● GOAL
Please pick out every line below that contains the word "straw" and copy each one out; case counts.

++++ DATA SHOWN ++++

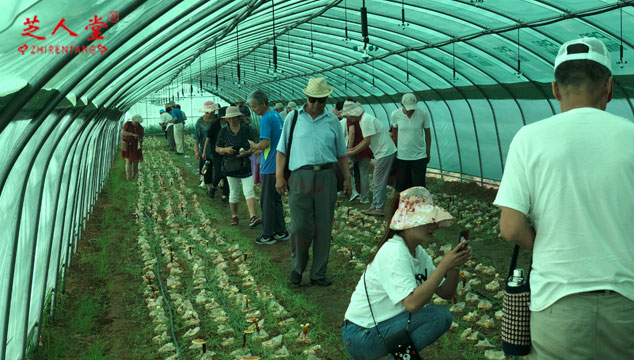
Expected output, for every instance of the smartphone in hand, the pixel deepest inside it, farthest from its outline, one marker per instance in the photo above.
(464, 236)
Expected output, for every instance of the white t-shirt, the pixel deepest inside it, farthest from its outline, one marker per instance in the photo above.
(166, 118)
(344, 126)
(411, 137)
(574, 174)
(379, 131)
(390, 278)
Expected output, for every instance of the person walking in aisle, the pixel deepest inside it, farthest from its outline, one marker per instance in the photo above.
(132, 152)
(233, 143)
(376, 136)
(273, 225)
(573, 174)
(179, 132)
(413, 135)
(201, 130)
(317, 144)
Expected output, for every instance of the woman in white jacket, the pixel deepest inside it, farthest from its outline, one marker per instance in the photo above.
(401, 279)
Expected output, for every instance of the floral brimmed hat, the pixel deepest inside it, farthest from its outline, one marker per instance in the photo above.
(416, 207)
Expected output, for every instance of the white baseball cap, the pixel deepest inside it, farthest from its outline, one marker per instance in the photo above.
(594, 50)
(409, 101)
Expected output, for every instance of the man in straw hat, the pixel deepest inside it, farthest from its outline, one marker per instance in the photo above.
(582, 275)
(318, 143)
(177, 121)
(201, 130)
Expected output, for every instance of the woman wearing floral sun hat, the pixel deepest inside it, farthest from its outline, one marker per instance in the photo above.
(401, 279)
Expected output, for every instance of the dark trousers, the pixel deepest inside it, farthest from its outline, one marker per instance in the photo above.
(311, 197)
(214, 173)
(171, 144)
(272, 209)
(410, 173)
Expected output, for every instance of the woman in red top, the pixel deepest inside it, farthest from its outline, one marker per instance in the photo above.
(132, 132)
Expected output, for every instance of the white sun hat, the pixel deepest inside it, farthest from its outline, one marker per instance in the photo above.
(317, 88)
(351, 108)
(596, 51)
(232, 111)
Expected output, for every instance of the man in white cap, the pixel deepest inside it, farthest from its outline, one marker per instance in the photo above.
(201, 130)
(177, 121)
(317, 144)
(574, 174)
(376, 136)
(166, 118)
(291, 106)
(410, 124)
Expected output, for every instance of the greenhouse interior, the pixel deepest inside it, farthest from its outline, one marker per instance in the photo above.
(136, 131)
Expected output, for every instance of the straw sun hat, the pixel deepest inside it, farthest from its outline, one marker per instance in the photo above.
(232, 111)
(351, 108)
(209, 106)
(317, 88)
(416, 207)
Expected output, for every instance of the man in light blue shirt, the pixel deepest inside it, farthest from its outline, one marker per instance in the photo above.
(179, 133)
(273, 225)
(317, 145)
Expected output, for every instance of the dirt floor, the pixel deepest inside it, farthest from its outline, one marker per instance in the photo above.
(99, 315)
(121, 329)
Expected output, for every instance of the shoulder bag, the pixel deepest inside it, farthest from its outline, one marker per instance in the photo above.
(232, 163)
(287, 172)
(516, 329)
(399, 345)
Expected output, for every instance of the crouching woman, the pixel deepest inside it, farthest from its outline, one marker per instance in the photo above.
(401, 279)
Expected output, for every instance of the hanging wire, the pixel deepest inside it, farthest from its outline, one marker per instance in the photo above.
(238, 52)
(519, 61)
(403, 23)
(346, 20)
(274, 44)
(621, 61)
(311, 39)
(453, 55)
(216, 64)
(200, 72)
(407, 67)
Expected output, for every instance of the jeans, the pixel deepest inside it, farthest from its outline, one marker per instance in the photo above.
(179, 137)
(382, 168)
(428, 324)
(272, 208)
(410, 173)
(584, 326)
(364, 177)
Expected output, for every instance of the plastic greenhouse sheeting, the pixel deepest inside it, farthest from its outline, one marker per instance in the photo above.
(73, 71)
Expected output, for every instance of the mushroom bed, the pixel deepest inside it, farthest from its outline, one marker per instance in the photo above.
(205, 303)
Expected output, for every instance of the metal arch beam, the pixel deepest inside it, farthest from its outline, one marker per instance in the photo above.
(483, 33)
(289, 28)
(227, 29)
(620, 4)
(129, 54)
(20, 99)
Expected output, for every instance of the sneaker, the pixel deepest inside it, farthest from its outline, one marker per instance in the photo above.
(265, 240)
(282, 236)
(254, 221)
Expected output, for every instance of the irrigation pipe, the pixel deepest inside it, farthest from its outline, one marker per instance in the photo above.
(167, 303)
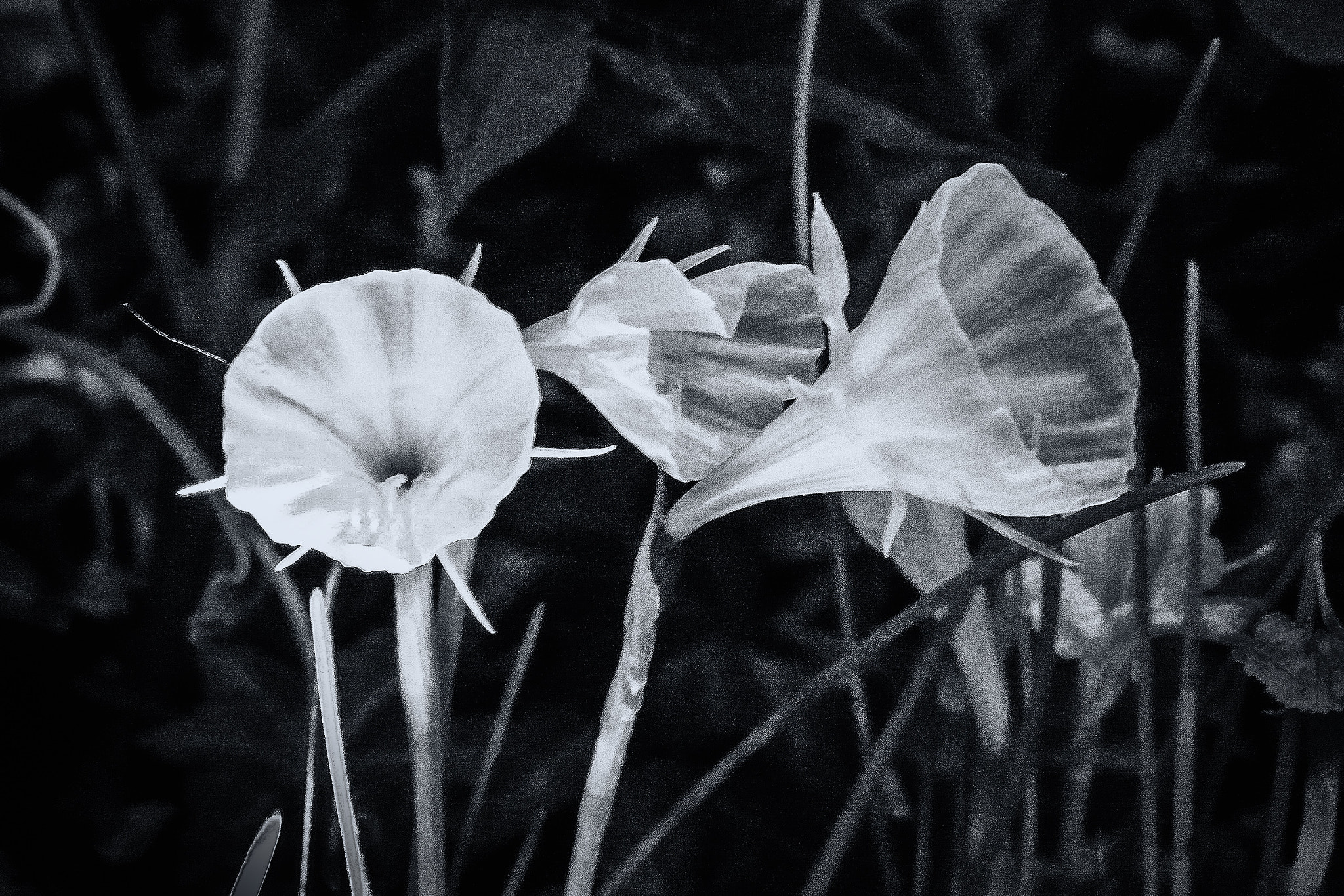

++++

● OUTPUT FOR THIS EXERCISE
Expected output, for every instance of the man in straw hat, the pixel deepest inside it, farthest from its outline, one marker per instance in the photo above.
Expected output, for every instance of the straw sun hat, the pixel deepest inside it, farthest from its outline, one marker per instance in the photo above.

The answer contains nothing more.